(Natural-language object grounding data)
....................

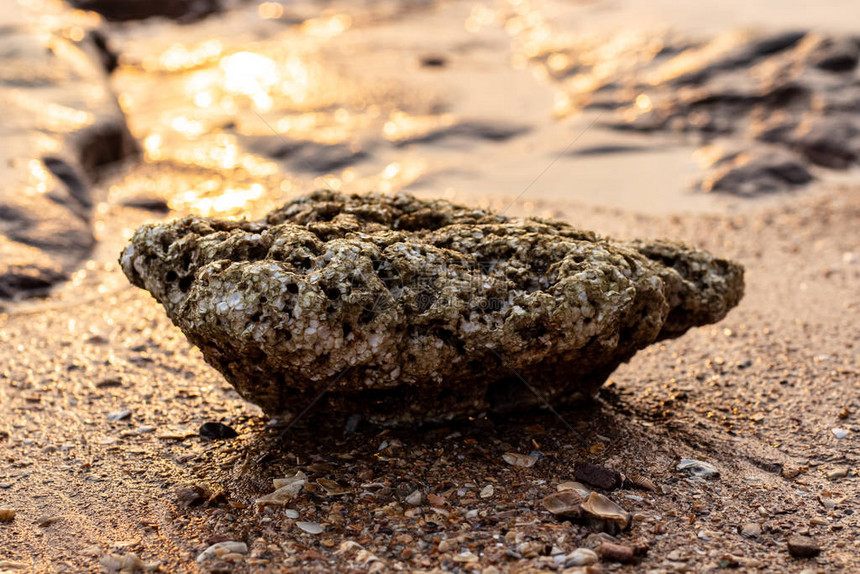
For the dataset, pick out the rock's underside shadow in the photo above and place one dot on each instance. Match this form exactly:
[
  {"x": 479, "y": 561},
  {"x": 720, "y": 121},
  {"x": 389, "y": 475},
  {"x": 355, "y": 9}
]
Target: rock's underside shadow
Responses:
[{"x": 412, "y": 311}]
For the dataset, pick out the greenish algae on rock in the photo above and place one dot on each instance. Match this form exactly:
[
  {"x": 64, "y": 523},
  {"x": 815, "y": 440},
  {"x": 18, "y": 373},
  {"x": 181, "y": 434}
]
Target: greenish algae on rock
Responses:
[{"x": 409, "y": 311}]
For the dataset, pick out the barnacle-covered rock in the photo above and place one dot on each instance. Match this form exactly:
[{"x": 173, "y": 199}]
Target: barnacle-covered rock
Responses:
[{"x": 405, "y": 310}]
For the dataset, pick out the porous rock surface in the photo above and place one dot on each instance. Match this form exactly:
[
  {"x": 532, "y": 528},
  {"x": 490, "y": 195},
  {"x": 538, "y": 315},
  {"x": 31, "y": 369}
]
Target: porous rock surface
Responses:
[{"x": 407, "y": 310}]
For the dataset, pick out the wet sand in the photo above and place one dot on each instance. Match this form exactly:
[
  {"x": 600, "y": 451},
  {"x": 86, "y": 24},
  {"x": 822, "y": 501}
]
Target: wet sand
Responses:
[{"x": 762, "y": 396}]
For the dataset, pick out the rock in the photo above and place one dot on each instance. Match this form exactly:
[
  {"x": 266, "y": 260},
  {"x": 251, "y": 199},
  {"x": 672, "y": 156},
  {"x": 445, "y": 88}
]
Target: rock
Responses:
[
  {"x": 597, "y": 475},
  {"x": 615, "y": 552},
  {"x": 285, "y": 490},
  {"x": 221, "y": 548},
  {"x": 216, "y": 431},
  {"x": 121, "y": 10},
  {"x": 698, "y": 468},
  {"x": 194, "y": 495},
  {"x": 803, "y": 547},
  {"x": 310, "y": 527},
  {"x": 413, "y": 311},
  {"x": 600, "y": 507},
  {"x": 62, "y": 124},
  {"x": 581, "y": 557},
  {"x": 517, "y": 459},
  {"x": 120, "y": 415},
  {"x": 565, "y": 503},
  {"x": 758, "y": 171}
]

....................

(Activity):
A faithful reproduction of every entry, with no pictures, is the expected answer.

(Exercise response):
For the dataset, pick out the rock's underside shadow in the photo above and place one dot on each instance. Match this form exactly:
[
  {"x": 479, "y": 561},
  {"x": 720, "y": 121},
  {"x": 389, "y": 475},
  {"x": 355, "y": 9}
]
Target: rock's underside shadow
Responses:
[{"x": 412, "y": 311}]
For the dataset, pick out the greenish algae on rock in the photo above and place one dot on each instance. Match this form exactly:
[
  {"x": 64, "y": 523},
  {"x": 815, "y": 440},
  {"x": 18, "y": 373},
  {"x": 181, "y": 434}
]
Target: greenish algae on rock
Responses:
[{"x": 409, "y": 311}]
For the dataset, pick out the barnacle-covered rock in the photo above and place one dot on each instance. Match this form exactly:
[{"x": 173, "y": 199}]
Target: barnacle-covered rock
Responses:
[{"x": 405, "y": 310}]
For the dataset, pick out the porous rock surface in the photo above and place one dot on each instance. Match this form exactly:
[
  {"x": 532, "y": 528},
  {"x": 490, "y": 195},
  {"x": 538, "y": 315},
  {"x": 31, "y": 369}
]
Target: porous rock surface
Responses:
[{"x": 407, "y": 310}]
For the dataset, pick out the wet sand in the photo above and place one dot on each instance. Match this form exactly:
[
  {"x": 600, "y": 451},
  {"x": 86, "y": 24},
  {"x": 822, "y": 501}
]
Target: wet sand
Responses:
[{"x": 762, "y": 396}]
For the dataset, pick out the rock in the photo above and place one dot on each instance. Match this form exactly:
[
  {"x": 266, "y": 260},
  {"x": 251, "y": 199},
  {"x": 672, "y": 156},
  {"x": 445, "y": 88}
]
Target: rock
Responses:
[
  {"x": 597, "y": 475},
  {"x": 615, "y": 552},
  {"x": 285, "y": 490},
  {"x": 221, "y": 548},
  {"x": 216, "y": 431},
  {"x": 121, "y": 10},
  {"x": 698, "y": 468},
  {"x": 194, "y": 495},
  {"x": 803, "y": 547},
  {"x": 310, "y": 527},
  {"x": 413, "y": 311},
  {"x": 600, "y": 507},
  {"x": 62, "y": 124},
  {"x": 581, "y": 557},
  {"x": 517, "y": 459},
  {"x": 120, "y": 415},
  {"x": 565, "y": 503},
  {"x": 758, "y": 171}
]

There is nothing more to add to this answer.